Assigned task: Please repeat the lines below, exactly and only, from the one that holds "Query: long white neck" through the one that holds "x=228, y=1008".

Segment Start: Records for the exercise

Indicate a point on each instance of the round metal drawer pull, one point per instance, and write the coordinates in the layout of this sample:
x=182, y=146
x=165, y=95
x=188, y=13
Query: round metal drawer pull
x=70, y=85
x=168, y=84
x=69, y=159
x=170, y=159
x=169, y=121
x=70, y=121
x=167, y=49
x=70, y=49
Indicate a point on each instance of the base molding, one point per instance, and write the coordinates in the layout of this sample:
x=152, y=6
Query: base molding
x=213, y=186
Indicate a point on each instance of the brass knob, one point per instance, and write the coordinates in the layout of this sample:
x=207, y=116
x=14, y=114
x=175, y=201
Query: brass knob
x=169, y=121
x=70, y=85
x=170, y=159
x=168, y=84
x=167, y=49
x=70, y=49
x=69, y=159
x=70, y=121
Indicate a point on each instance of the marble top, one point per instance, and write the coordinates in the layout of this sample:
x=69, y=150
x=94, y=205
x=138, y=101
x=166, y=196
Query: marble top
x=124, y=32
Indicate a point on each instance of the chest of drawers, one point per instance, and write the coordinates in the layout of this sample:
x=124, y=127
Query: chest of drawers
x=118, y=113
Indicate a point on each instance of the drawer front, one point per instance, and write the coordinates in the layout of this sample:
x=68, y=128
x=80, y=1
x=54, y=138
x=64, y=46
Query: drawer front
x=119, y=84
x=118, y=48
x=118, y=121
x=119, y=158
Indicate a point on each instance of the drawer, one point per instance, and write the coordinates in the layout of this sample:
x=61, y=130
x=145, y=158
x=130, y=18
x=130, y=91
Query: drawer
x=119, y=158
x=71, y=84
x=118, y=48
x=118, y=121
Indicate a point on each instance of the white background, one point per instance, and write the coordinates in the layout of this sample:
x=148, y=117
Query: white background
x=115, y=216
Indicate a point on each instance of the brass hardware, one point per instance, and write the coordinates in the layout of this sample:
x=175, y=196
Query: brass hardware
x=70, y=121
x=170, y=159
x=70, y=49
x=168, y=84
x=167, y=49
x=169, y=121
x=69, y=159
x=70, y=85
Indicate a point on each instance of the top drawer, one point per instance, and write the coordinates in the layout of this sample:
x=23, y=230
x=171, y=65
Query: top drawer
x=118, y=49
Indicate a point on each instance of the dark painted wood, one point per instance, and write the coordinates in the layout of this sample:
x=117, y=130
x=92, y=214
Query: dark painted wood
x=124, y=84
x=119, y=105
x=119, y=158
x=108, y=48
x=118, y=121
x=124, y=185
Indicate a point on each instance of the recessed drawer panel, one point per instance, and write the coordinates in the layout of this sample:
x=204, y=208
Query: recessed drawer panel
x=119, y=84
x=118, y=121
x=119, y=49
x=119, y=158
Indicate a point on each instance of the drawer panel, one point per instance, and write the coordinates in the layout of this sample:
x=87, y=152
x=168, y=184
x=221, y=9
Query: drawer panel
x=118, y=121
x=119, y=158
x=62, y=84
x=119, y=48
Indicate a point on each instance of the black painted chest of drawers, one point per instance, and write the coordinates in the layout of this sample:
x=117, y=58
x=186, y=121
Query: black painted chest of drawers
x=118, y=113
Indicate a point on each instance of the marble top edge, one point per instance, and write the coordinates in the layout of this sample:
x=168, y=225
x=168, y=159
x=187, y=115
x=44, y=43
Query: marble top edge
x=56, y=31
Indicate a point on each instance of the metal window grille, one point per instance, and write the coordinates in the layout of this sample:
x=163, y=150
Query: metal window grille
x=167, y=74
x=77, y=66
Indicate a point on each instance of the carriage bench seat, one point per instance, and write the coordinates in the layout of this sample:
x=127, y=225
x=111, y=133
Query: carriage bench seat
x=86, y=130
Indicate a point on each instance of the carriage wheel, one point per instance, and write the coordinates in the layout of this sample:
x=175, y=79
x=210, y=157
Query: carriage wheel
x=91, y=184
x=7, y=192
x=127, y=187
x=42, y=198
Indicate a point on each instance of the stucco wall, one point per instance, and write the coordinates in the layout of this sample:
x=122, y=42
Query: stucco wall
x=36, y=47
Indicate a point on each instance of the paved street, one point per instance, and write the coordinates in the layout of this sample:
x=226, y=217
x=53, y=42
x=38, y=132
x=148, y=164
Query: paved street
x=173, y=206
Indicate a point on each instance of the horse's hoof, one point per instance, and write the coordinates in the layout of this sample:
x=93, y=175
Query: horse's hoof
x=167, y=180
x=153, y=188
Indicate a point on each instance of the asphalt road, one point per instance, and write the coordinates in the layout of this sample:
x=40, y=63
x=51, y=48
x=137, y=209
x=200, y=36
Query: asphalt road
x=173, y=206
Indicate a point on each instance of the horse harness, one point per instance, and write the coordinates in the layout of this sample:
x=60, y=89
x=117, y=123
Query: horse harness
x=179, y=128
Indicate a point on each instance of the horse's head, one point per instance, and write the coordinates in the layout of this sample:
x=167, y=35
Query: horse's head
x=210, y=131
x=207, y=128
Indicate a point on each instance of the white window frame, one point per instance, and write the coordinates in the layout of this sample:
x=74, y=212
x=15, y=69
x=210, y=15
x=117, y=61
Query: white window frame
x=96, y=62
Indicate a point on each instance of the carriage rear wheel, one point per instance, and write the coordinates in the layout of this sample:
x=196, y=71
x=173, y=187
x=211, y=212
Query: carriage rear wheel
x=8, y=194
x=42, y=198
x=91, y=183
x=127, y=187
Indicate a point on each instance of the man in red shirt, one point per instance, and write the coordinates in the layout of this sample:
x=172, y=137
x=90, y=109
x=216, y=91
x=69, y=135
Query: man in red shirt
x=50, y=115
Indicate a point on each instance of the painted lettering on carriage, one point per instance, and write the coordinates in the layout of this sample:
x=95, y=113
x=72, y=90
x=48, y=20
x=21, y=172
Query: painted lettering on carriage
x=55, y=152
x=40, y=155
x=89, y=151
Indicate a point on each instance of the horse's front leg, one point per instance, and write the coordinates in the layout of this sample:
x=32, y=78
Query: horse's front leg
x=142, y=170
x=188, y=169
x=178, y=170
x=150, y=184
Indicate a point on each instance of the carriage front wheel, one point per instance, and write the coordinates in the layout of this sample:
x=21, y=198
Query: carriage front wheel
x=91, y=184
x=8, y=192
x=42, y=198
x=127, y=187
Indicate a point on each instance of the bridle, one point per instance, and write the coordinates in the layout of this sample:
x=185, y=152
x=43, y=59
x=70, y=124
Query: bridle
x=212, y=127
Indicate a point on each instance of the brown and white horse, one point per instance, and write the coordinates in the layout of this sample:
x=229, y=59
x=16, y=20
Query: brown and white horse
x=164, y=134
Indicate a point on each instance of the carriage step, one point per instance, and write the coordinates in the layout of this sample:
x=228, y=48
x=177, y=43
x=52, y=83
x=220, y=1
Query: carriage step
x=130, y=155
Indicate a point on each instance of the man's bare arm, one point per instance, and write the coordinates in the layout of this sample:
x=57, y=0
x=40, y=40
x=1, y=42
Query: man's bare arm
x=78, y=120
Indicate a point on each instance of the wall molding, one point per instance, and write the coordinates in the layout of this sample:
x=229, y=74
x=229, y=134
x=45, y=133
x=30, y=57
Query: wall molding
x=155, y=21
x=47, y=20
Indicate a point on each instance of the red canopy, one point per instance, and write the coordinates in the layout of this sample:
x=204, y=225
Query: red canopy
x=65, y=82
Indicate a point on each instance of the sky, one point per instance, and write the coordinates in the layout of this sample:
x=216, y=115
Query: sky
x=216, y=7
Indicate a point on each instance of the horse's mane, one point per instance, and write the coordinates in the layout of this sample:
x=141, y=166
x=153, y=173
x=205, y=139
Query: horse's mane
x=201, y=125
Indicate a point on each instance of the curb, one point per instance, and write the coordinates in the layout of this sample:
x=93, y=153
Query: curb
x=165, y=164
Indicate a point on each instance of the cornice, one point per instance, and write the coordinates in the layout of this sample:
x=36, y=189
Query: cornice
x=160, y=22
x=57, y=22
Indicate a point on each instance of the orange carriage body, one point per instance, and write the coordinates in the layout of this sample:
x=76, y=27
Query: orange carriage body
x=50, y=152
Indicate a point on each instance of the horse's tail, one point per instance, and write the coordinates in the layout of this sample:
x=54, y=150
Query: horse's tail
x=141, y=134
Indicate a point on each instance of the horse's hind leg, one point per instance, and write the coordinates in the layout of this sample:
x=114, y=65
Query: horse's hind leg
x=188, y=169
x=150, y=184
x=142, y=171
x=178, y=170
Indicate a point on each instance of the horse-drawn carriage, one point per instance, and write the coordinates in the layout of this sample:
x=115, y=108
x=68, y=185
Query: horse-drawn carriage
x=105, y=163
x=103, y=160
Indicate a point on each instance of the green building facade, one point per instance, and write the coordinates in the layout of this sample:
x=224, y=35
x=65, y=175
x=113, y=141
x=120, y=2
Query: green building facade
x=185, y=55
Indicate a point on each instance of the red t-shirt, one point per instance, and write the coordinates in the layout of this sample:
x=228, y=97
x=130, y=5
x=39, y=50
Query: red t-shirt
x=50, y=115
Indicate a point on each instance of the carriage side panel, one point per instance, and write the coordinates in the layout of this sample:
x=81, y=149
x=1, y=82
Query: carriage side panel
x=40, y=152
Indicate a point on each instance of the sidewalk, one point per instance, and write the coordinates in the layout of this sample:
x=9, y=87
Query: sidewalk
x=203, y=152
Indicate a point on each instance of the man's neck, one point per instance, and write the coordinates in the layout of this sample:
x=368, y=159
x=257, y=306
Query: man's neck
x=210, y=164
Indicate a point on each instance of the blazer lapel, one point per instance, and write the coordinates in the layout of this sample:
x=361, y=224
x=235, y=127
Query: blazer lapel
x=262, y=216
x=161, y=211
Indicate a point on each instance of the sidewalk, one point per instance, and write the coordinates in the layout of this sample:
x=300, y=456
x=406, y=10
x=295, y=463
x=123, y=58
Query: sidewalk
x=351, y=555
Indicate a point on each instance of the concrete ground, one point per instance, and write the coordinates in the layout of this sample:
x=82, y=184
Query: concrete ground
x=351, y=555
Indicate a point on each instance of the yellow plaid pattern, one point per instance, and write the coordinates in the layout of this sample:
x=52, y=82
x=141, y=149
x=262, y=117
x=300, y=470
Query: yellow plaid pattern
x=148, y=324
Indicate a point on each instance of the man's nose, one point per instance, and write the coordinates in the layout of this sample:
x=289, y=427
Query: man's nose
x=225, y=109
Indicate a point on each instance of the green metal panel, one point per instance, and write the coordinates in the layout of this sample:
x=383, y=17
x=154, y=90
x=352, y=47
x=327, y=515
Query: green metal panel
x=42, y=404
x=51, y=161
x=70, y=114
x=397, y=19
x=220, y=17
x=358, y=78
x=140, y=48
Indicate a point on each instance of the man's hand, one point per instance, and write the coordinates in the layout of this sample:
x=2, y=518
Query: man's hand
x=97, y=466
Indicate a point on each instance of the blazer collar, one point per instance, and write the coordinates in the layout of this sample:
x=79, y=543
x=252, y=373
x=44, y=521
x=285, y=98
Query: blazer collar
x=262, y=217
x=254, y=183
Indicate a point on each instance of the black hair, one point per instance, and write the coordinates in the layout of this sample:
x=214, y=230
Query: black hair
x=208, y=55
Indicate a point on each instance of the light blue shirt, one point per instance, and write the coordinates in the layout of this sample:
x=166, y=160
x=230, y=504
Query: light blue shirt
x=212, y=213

Segment End: Records for the exercise
Segment Start: Records for the exercise

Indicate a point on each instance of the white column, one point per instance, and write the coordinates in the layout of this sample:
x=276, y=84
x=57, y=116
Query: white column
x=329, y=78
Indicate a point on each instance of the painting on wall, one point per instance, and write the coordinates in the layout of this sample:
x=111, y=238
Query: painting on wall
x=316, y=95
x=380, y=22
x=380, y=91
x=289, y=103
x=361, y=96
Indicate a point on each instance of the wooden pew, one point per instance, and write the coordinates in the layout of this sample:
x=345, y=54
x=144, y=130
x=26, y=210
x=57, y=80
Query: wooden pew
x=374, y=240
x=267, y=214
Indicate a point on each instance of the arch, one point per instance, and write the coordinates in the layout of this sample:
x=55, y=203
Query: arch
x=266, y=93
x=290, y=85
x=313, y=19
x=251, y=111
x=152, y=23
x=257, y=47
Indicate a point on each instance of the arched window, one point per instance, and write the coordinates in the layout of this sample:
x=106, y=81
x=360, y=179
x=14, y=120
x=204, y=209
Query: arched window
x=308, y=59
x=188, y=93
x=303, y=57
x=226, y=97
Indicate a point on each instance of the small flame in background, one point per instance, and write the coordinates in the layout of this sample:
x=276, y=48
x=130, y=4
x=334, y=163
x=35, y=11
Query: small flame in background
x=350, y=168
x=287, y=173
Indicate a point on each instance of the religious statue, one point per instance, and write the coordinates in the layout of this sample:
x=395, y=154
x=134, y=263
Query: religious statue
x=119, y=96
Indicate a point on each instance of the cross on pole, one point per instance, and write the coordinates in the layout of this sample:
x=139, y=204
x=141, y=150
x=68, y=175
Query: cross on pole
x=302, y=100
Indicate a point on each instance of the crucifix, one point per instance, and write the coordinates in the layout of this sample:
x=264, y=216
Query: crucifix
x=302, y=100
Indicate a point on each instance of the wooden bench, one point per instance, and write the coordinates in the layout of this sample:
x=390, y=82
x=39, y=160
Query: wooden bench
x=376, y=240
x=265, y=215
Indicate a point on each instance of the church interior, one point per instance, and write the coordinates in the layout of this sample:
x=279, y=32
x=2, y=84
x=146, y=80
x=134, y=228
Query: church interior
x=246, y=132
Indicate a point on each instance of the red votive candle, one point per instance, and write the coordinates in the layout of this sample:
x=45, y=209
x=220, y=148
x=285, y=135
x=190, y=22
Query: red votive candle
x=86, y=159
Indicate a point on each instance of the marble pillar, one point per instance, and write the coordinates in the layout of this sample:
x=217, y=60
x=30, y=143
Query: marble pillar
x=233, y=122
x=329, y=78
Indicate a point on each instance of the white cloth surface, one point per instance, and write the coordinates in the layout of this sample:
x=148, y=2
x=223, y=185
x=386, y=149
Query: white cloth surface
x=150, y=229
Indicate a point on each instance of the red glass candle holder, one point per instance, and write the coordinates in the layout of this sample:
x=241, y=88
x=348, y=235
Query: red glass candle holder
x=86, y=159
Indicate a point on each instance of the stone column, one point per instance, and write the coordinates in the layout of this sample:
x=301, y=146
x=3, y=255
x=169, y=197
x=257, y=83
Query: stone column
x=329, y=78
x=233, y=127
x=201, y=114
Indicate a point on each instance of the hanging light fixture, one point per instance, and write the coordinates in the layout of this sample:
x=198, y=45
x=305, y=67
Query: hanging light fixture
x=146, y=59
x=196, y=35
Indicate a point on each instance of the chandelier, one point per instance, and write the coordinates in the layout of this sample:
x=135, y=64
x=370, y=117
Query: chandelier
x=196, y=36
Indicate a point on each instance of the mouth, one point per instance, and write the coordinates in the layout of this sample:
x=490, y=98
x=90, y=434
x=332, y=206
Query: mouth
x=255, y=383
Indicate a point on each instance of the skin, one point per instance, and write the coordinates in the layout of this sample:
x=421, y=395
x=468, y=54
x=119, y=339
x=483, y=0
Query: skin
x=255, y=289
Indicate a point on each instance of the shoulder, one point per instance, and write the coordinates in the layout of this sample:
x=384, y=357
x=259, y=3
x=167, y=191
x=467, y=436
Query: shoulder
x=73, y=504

Segment End: Records for the exercise
Segment Start: Records for the exercise

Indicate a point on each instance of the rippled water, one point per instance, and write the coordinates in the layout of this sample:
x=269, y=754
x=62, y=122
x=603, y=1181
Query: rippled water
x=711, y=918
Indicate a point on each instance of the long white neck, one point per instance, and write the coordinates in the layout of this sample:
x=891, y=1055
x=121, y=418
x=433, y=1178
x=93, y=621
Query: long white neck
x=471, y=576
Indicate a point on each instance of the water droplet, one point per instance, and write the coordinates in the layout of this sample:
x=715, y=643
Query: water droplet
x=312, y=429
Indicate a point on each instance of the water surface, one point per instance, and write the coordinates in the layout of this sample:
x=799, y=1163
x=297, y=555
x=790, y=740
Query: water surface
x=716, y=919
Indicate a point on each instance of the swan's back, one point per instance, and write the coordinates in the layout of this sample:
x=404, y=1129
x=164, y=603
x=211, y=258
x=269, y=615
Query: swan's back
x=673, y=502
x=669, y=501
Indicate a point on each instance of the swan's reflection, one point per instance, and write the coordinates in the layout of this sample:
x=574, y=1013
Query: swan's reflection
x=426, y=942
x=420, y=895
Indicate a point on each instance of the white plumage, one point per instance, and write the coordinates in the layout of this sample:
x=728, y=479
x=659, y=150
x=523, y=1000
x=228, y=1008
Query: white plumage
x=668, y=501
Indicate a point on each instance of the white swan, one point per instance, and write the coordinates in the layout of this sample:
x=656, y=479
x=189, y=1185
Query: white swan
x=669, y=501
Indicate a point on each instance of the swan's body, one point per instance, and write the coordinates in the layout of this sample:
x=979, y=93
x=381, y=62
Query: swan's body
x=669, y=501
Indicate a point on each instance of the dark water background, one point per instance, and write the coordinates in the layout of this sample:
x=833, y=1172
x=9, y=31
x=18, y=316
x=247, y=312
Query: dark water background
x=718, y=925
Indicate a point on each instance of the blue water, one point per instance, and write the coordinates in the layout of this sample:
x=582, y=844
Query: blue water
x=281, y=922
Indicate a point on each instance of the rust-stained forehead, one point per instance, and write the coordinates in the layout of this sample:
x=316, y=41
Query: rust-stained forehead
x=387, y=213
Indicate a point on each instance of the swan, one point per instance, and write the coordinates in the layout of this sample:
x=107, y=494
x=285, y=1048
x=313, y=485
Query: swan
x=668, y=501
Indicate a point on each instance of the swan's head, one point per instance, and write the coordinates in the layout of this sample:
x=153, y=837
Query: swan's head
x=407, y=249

Segment End: Records for the exercise

Exercise response:
Query: long white neck
x=471, y=576
Indicate a point on each instance of the water droplet, one point per instance, and write the coordinates in the layout of this sample:
x=715, y=643
Query: water droplet
x=312, y=429
Indicate a point on each instance of the water surface, one point per instance, and write the coordinates in the layout of this sample:
x=799, y=1163
x=297, y=555
x=790, y=740
Query: water surface
x=716, y=919
Indicate a point on each instance of the swan's back, one point per instance, and write the coordinates in the layout of this sample:
x=404, y=1129
x=164, y=603
x=211, y=258
x=269, y=615
Query: swan's back
x=673, y=502
x=669, y=501
Indicate a point on each instance of the swan's reflection, one point per instance, and write the coordinates in the layout of this sample:
x=574, y=1013
Query: swan's reflection
x=426, y=942
x=420, y=895
Indicate a point on each instance of the white plumage, one point per instance, and write the coordinates in the layout of this sample:
x=728, y=479
x=659, y=150
x=523, y=1000
x=228, y=1008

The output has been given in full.